- _Instruction_: Output the material beneath exactly, leaving nothing out.

## Begin

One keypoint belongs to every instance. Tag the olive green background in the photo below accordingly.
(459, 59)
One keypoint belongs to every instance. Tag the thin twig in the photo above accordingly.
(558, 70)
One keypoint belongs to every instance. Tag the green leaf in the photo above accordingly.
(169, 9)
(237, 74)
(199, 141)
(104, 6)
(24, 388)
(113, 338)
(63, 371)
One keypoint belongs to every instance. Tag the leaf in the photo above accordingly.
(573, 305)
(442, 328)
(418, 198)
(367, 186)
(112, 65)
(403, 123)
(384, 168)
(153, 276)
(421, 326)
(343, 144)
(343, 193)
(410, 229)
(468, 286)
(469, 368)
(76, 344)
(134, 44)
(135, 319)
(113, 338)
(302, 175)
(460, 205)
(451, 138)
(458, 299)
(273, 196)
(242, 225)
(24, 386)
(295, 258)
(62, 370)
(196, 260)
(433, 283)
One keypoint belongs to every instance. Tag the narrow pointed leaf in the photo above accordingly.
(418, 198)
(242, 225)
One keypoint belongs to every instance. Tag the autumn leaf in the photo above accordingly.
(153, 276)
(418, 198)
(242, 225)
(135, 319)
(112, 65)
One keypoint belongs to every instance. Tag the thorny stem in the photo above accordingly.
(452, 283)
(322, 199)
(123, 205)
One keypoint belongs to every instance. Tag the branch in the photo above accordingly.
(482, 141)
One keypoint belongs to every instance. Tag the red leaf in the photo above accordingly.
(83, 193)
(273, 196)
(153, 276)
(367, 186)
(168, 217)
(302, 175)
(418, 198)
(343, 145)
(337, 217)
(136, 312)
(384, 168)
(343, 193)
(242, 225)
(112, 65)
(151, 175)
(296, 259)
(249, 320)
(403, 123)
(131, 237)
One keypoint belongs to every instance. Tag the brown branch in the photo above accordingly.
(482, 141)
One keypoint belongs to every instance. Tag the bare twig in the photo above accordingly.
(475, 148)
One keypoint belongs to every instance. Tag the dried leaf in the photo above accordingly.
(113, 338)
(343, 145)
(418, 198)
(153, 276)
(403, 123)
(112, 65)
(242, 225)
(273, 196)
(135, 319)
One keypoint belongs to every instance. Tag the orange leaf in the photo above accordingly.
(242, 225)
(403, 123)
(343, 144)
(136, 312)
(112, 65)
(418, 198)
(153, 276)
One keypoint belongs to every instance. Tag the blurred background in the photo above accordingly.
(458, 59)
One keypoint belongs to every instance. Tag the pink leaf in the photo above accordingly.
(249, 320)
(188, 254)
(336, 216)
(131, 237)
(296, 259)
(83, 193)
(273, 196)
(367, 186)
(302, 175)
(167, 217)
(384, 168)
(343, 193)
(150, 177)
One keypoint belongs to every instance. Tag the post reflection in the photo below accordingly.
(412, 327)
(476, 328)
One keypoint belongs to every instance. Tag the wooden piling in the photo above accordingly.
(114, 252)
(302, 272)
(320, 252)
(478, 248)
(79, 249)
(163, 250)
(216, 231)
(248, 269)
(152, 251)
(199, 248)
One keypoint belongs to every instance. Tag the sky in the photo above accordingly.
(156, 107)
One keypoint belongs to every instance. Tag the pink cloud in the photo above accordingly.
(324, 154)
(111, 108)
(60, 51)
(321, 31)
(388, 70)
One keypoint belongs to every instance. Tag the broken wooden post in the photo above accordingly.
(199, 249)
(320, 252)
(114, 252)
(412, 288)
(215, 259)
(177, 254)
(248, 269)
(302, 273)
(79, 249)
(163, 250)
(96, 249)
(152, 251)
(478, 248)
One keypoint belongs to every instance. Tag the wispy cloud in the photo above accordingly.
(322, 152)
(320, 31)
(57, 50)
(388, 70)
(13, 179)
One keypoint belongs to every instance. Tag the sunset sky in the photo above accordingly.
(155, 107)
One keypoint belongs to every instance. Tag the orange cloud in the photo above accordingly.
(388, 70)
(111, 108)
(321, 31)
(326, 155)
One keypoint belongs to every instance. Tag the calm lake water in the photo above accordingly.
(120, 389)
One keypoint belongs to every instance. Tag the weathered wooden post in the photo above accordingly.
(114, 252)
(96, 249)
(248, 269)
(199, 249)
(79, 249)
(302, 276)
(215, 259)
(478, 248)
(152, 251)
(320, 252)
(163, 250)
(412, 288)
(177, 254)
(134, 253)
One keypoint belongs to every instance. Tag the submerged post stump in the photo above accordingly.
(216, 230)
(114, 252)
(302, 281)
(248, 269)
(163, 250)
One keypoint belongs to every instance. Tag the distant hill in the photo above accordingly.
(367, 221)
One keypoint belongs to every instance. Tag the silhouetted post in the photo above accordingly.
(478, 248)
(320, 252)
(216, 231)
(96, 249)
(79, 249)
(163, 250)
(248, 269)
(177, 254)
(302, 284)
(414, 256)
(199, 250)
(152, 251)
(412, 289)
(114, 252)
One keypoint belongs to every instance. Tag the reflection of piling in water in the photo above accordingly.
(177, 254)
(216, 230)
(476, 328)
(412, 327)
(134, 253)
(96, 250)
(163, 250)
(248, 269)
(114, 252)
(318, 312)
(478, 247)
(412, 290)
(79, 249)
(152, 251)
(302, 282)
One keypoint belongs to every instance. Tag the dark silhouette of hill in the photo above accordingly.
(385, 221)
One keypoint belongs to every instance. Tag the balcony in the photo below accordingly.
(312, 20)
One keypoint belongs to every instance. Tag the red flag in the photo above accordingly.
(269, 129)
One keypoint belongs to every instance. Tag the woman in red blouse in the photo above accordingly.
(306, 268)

## End

- _Written answer_:
One keypoint belongs to every instance. Tag the olive green background in the photo below accordingly.
(459, 59)
One keypoint belongs to every instance. Tag the thin twig in the photo above accordingly.
(558, 70)
One keypoint belongs to every instance. Tag the green leaf in the photo above accordingly.
(169, 9)
(237, 74)
(199, 141)
(104, 6)
(24, 388)
(113, 338)
(63, 371)
One keypoint belongs to every instance. Tag the leaf in the photo above accordingly.
(573, 305)
(442, 328)
(418, 198)
(367, 186)
(112, 65)
(403, 123)
(384, 168)
(153, 276)
(421, 326)
(343, 144)
(343, 193)
(410, 229)
(468, 286)
(469, 368)
(76, 344)
(134, 44)
(135, 319)
(113, 338)
(302, 175)
(460, 205)
(451, 138)
(458, 299)
(273, 196)
(242, 225)
(24, 386)
(295, 258)
(62, 370)
(196, 260)
(433, 283)
One keypoint belongs to every instance. Tag the narrow pointed leaf in the photo above accordingly.
(418, 198)
(242, 225)
One keypoint belongs to every instance. Tag the autumn leaf in the photo above accordingly.
(153, 276)
(418, 198)
(242, 225)
(135, 319)
(112, 65)
One keypoint belongs to every instance. Tag the thorny stem in the photo above accordingly.
(452, 283)
(322, 199)
(123, 205)
One keypoint belongs to every instance. Tag the branch in the photo above accordingly.
(482, 141)
One keypoint belongs to every instance. Tag the red leaf in the photo above accordingly.
(83, 193)
(273, 196)
(153, 276)
(367, 186)
(168, 217)
(302, 175)
(418, 198)
(343, 145)
(337, 217)
(136, 312)
(384, 168)
(343, 193)
(242, 225)
(112, 65)
(151, 175)
(296, 259)
(249, 320)
(403, 123)
(131, 237)
One keypoint belongs to every instance. Tag the brown branch in the photo above accordingly.
(482, 141)
One keypoint belongs to every instance. Tag the bare twig in the photo above accordingly.
(475, 148)
One keypoint belongs to every instance. Tag the dried leaf in the photo above accordingly.
(113, 338)
(343, 145)
(418, 198)
(153, 276)
(403, 123)
(112, 65)
(242, 225)
(273, 196)
(135, 319)
One keypoint belongs to every instance. Tag the orange leaf in the photo above accordingly.
(242, 225)
(403, 123)
(343, 144)
(136, 312)
(112, 65)
(418, 198)
(153, 276)
One keypoint belongs to every instance. Tag the blurred background in the photo above accordingly.
(458, 59)
One keypoint belongs to every instance. Tag the pink leaf in the photo above accordingly.
(249, 320)
(188, 254)
(336, 216)
(131, 237)
(296, 259)
(83, 193)
(273, 196)
(367, 186)
(302, 175)
(167, 217)
(384, 168)
(343, 193)
(150, 177)
One keypoint belongs to every instance. Tag the post reflection in the photo below accordingly.
(412, 327)
(476, 328)
One keypoint belongs to every instance. Tag the wooden piling in the photo above accordingly.
(114, 252)
(302, 272)
(320, 252)
(478, 248)
(79, 249)
(163, 250)
(216, 231)
(248, 269)
(152, 251)
(199, 248)
One keypoint belongs to every instance. Tag the sky in the photo above accordingly.
(156, 107)
One keypoint belongs to every instance. Tag the pink cloud in the photo above accordingly.
(324, 154)
(111, 108)
(60, 51)
(321, 31)
(388, 70)
One keypoint belongs to every instance. Tag the broken wooden post in the photo above accordingly.
(199, 249)
(320, 252)
(114, 252)
(412, 288)
(215, 259)
(177, 254)
(248, 269)
(302, 273)
(79, 249)
(163, 250)
(96, 249)
(152, 251)
(478, 248)
One keypoint belongs to every instance. Tag the wispy cloud in the photo above accordingly.
(322, 152)
(320, 31)
(57, 50)
(388, 70)
(13, 179)
One keypoint belongs to every instance. Tag the sunset sky in the photo above accordingly.
(155, 107)
One keypoint belongs to every instance. Tag the orange cloud in the photo above accordingly.
(388, 70)
(111, 108)
(321, 31)
(326, 155)
One keypoint belongs to every instance. Tag the calm lake water in the photo above accordingly.
(120, 389)
One keypoint belongs to every instance. Tag the weathered wooden post in the photo above accordingly.
(114, 252)
(96, 249)
(248, 269)
(199, 249)
(79, 249)
(302, 276)
(215, 259)
(478, 248)
(152, 251)
(320, 252)
(163, 250)
(412, 288)
(177, 254)
(134, 253)
One keypoint belongs to every instance. Tag the submerged post stump in the photo above accordingly.
(216, 230)
(114, 252)
(302, 281)
(248, 269)
(163, 250)
One keypoint belongs to every instance. Tag the distant hill in the photo above accordingly.
(367, 221)
One keypoint belongs to every instance. Tag the silhouetted post in the photo above accordingly.
(478, 248)
(320, 252)
(216, 231)
(96, 249)
(79, 249)
(163, 250)
(248, 269)
(177, 254)
(302, 284)
(414, 256)
(199, 250)
(152, 251)
(412, 289)
(114, 252)
One keypoint belongs to every instance. Tag the reflection of piling in water in the photo above accordingly.
(177, 254)
(216, 230)
(476, 328)
(412, 327)
(134, 253)
(96, 250)
(163, 250)
(248, 269)
(114, 252)
(318, 312)
(478, 247)
(412, 290)
(79, 249)
(152, 251)
(302, 282)
One keypoint belongs to every instance. Tag the dark silhouette of hill in the photo above accordingly.
(385, 221)
One keypoint belongs to every instance. Tag the balcony in the photo below accordingly.
(312, 20)
One keypoint belongs to every instance. Tag the red flag in the photo above accordingly.
(269, 129)
One keypoint belongs to every instance. Tag the woman in red blouse in the photo above accordingly.
(306, 268)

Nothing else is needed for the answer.